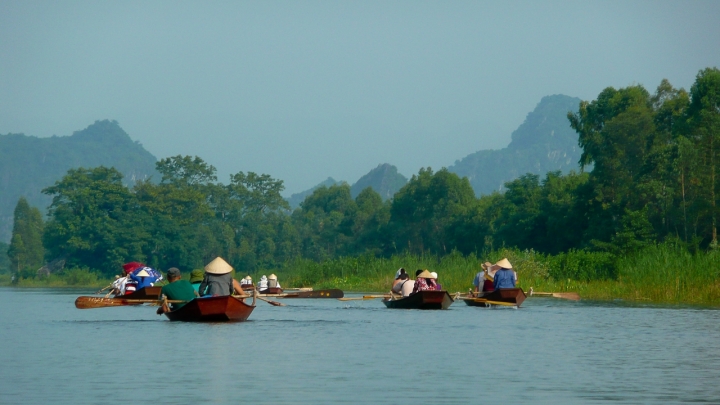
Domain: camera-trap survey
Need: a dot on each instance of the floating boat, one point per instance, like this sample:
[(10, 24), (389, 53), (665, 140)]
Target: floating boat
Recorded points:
[(421, 300), (331, 293), (213, 309), (511, 296), (146, 293)]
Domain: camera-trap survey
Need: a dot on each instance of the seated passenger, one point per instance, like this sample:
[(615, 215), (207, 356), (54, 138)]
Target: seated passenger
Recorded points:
[(437, 286), (398, 283), (196, 277), (218, 279), (272, 282), (142, 279), (505, 277), (176, 289), (483, 281), (262, 284), (424, 282)]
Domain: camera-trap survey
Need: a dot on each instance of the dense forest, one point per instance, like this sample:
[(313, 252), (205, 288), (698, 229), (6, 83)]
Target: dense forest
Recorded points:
[(28, 164), (654, 178)]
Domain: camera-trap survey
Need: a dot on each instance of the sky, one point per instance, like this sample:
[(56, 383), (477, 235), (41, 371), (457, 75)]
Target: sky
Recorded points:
[(303, 90)]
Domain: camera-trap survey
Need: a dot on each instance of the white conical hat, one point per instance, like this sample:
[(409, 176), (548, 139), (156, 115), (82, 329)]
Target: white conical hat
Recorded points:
[(504, 263), (218, 266)]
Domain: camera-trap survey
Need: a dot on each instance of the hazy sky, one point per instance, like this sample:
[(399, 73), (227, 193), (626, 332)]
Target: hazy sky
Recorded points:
[(303, 90)]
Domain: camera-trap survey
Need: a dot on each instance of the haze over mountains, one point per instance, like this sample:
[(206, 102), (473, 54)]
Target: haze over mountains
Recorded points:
[(543, 142)]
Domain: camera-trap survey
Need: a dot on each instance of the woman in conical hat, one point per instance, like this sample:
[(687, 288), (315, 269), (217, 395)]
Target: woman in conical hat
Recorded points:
[(424, 282), (505, 277), (218, 279)]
------------------------------------------------------------------------
Activity:
All lines above in which the word "over" occurs should be identified and copied.

Task output:
Need: a dot on each instance of the haze over mountains, one point per instance, like this sample:
Target: haze over mountains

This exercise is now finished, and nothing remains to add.